→ **TASK DIRECTIONS**
According to the biography of John Elliot Bowen below, from which institution did he receive his Doctor of Philosophy degree, and in what year?

→ **GIVEN TEXT**
═══

John Elliot Bowen was born on June 8, 1858, in Brooklyn, N. Y. He was the fifth of seven sons born to Henry Chandler Bowen (1813–1896) and Lucy Maria Tappan (1825–1863). He was a direct descendant, on his father's side, from the Apostle Eliot, whose name he bore. On his mother's side, he was a great-grand nephew of Benjamin Franklin.

His elder brother was Clarence Winthrop Bowen (1852–1935).

Bowen graduated from Yale College in 1881.

==Career==
On July 16, 1881, he sailed with his brother Herbert Wolcott Bowen (1856–1927) on the SS City of Chester for a year of travel in Europe, and other countries, including Egypt, going up the Nile into Nubia, Palestine, Syria and Constantinople. He then studied for a few months in Germany.

After his return to America became a member of the editorial staff of The Independent, in special charge of its literary correspondence and enterprise. At the same time he pursued a course of study in political science in Columbia College, where he received the degree of Doctor of Philosophy in 1886, presenting a thesis on "The Conflict between the East and West in Egypt," which was published afterwards.

In 1888, he also published a volume of poetical translations of Carmen Sylva's Songs of Toil.

In 1888, Bowen visited Washington, D.C., with his father, mother, sister Grace Aspinwall Bowen (1850–1940), his fiancé Ethel, and cousin Fanny Lincoln to watch the inauguration of Benjamin Harrison as President of the United States. After the inauguration, there was a small informal reception at the White House that Bowen attended. Purportedly, the families of the Cabinet officers did not know each another and because Bowen did know most of them, he acted the part of introducer for the officers as well as for the President and his wife.

==Personal life==
On January 3, 1890, in his 32rd year of life, he died in Brooklyn, after six weeks' illness, of typhoid fever. His death was particularly sad, as the previous evening had been fixed as the date of his marriage to Ethel.

═══

→ **DATA FOR REVIEW**
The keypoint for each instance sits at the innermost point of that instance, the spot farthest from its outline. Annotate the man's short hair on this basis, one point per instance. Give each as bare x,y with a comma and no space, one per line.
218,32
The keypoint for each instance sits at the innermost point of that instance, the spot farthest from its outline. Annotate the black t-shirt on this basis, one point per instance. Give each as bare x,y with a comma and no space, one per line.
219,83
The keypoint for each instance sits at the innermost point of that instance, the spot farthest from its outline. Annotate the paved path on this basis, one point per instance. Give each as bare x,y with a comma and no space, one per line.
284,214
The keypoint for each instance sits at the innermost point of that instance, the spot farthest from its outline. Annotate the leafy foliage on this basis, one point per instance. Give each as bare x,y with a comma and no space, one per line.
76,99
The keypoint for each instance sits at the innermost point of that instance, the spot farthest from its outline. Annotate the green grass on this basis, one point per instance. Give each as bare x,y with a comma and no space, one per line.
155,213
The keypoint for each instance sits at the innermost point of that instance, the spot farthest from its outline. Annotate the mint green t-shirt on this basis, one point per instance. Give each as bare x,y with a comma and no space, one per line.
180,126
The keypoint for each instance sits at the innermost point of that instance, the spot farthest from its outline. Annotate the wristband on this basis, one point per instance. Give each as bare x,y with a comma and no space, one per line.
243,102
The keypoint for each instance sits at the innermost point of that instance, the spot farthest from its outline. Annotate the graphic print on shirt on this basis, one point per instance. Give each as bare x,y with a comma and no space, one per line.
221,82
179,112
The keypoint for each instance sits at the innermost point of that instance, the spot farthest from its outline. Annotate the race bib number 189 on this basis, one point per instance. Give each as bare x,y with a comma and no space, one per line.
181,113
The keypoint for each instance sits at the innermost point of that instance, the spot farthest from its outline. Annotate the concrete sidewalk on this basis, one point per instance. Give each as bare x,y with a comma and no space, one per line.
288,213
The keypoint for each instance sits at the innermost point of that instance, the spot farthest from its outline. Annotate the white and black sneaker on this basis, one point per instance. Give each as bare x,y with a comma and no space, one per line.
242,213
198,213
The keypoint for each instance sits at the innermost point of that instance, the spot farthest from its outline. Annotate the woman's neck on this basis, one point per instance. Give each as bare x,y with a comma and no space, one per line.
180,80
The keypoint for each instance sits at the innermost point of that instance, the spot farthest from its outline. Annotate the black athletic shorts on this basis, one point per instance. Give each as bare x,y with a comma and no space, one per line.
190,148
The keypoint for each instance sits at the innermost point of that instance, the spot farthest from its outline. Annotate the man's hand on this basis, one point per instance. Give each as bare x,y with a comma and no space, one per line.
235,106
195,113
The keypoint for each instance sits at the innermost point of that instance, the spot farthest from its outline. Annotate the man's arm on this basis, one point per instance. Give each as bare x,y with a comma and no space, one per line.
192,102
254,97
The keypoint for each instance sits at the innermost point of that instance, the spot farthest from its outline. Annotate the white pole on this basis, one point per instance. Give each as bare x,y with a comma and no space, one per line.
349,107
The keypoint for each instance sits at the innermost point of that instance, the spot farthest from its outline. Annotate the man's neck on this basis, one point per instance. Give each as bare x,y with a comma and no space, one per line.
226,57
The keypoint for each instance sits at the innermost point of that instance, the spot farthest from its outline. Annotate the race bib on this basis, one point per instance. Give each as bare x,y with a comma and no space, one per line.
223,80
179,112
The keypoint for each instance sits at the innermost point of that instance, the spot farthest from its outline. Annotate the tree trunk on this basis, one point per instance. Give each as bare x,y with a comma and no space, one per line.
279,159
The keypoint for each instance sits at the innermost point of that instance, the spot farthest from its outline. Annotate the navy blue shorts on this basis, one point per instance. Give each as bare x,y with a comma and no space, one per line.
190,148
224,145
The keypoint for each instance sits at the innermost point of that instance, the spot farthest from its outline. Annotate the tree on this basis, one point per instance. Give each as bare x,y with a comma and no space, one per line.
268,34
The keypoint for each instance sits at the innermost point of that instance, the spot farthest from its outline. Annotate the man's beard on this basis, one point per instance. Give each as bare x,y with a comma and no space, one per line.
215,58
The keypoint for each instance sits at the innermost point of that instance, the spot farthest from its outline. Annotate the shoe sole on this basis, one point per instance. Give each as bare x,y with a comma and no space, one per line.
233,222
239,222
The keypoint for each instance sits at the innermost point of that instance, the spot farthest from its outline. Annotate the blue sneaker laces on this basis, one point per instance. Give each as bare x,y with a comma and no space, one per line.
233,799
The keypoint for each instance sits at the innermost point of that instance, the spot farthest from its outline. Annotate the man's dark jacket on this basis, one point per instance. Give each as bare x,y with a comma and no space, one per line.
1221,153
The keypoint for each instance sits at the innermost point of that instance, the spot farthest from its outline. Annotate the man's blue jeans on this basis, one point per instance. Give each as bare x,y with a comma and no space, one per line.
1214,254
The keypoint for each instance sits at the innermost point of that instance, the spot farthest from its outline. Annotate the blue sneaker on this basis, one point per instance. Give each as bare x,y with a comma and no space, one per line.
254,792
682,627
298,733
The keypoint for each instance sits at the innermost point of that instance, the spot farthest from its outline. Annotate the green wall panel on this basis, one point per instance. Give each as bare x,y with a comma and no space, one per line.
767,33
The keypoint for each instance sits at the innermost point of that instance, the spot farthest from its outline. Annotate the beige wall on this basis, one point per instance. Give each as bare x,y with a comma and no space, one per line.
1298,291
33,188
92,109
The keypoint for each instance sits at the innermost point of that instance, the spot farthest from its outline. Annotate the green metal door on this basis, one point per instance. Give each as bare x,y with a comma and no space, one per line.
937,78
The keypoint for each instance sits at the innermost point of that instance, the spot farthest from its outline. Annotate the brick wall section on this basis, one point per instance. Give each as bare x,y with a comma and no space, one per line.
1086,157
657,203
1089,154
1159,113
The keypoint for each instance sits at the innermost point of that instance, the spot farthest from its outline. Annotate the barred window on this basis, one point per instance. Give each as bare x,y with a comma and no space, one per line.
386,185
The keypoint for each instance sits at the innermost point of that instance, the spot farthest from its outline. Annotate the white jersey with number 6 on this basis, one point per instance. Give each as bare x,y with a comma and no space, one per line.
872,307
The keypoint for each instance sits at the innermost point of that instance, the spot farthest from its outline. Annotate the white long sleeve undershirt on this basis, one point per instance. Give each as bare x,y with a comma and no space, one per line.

═══

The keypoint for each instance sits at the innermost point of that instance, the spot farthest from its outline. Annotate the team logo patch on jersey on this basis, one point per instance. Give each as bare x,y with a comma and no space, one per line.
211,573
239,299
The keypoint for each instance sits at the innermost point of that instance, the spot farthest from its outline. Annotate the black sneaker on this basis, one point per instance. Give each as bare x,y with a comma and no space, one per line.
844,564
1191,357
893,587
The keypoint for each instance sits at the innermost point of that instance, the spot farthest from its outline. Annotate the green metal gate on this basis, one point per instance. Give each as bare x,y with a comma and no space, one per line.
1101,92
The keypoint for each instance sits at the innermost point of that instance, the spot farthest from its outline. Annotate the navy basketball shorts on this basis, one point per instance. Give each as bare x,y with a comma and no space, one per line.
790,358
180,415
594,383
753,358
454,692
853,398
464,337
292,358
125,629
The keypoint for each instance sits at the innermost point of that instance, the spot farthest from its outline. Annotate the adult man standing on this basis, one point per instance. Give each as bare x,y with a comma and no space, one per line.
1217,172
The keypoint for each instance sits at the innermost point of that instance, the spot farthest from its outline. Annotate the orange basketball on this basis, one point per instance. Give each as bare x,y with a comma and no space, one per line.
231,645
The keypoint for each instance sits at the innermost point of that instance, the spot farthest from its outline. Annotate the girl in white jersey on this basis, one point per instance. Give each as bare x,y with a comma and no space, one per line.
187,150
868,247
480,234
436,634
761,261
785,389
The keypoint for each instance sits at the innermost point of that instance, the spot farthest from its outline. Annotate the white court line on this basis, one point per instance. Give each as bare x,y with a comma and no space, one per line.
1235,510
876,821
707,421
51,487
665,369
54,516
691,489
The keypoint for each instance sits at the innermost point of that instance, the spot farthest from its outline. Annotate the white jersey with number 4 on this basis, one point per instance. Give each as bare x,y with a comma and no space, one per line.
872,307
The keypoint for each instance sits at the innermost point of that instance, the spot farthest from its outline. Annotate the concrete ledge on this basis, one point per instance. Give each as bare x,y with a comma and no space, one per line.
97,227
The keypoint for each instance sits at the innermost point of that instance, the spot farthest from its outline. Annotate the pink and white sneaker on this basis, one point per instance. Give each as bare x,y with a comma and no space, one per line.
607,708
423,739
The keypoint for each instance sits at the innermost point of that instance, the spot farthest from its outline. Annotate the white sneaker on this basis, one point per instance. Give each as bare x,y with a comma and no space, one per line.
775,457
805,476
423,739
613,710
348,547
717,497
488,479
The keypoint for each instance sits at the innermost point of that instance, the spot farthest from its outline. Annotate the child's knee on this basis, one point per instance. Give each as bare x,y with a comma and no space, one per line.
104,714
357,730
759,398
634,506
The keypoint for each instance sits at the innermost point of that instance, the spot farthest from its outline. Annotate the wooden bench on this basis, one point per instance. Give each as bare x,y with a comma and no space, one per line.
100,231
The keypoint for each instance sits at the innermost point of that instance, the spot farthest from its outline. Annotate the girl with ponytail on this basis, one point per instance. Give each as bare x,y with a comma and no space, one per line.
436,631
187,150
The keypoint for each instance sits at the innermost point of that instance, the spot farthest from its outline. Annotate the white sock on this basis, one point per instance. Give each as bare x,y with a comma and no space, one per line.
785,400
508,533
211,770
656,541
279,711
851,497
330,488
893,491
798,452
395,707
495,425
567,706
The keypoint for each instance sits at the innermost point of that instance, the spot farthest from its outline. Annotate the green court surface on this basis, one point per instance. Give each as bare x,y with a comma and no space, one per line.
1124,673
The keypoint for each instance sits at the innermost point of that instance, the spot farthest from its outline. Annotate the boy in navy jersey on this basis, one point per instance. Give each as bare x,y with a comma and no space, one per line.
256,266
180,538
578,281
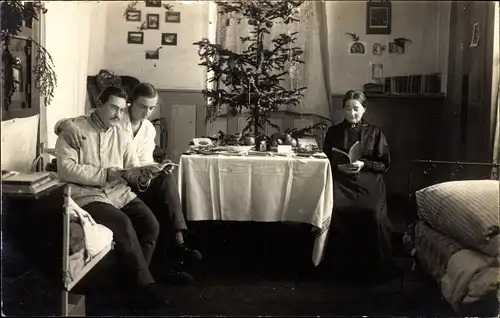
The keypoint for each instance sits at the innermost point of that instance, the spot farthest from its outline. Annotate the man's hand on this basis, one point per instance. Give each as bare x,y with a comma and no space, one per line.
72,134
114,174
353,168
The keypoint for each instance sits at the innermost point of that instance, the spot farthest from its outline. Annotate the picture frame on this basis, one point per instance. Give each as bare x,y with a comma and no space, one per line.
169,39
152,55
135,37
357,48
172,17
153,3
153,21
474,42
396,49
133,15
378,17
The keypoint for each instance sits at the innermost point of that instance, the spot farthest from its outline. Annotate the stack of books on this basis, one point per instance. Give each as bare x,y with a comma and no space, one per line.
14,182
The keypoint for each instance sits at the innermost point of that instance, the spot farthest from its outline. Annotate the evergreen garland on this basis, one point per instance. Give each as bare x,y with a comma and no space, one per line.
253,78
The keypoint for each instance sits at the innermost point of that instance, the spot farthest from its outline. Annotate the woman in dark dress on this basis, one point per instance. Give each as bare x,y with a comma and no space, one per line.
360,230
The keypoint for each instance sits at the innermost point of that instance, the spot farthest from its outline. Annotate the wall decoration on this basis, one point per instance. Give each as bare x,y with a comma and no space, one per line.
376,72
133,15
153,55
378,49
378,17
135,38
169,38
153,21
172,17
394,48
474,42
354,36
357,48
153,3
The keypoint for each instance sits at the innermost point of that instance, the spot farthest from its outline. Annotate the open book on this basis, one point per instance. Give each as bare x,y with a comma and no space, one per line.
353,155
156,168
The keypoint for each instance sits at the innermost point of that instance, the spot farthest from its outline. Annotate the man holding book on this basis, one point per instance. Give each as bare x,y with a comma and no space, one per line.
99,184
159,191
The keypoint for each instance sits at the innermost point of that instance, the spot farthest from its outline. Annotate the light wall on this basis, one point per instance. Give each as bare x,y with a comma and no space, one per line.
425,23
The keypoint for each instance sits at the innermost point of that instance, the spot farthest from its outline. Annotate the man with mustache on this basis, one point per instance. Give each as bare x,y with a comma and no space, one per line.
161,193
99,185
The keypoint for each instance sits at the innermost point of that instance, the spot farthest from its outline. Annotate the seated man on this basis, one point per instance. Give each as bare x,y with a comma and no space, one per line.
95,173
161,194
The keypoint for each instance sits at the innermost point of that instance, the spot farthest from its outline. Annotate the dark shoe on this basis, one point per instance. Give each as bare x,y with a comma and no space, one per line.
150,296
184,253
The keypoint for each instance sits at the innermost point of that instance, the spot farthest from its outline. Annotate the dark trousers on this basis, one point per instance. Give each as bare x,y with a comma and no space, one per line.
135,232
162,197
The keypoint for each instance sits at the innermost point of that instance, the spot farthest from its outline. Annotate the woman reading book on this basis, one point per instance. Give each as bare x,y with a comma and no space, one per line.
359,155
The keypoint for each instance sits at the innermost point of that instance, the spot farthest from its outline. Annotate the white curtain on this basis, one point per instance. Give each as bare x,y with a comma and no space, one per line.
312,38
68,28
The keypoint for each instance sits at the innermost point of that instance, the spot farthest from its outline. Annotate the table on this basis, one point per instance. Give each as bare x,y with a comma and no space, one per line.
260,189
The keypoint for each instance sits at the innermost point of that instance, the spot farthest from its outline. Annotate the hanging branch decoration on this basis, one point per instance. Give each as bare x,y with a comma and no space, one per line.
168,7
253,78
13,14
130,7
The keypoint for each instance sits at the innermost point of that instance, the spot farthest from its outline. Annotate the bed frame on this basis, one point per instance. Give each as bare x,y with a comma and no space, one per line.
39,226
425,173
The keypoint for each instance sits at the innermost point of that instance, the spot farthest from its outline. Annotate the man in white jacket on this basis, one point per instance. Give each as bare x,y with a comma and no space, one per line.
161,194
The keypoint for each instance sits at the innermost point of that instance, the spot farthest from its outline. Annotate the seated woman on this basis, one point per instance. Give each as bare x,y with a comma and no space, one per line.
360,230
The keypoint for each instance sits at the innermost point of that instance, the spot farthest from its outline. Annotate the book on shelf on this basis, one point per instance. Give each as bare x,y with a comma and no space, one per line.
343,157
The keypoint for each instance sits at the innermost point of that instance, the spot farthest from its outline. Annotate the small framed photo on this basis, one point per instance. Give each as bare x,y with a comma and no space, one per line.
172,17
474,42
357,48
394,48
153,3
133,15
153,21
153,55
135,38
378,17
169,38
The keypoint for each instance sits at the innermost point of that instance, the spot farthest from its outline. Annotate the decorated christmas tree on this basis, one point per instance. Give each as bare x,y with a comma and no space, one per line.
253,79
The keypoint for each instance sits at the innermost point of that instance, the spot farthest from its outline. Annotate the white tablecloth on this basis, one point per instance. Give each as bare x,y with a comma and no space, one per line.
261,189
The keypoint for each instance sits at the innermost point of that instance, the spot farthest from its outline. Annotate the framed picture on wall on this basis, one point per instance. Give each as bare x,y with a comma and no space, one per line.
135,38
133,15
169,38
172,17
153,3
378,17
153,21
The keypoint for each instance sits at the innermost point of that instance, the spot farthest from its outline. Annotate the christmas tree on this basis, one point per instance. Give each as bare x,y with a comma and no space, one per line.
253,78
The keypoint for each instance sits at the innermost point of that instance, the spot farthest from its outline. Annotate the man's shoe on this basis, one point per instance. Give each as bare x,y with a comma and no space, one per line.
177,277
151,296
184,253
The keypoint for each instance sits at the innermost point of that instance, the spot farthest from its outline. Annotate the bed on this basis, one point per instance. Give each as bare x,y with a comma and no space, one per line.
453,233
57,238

═══

→ **SOLUTION TO THIS EXERCISE**
Columbia College, in 1886.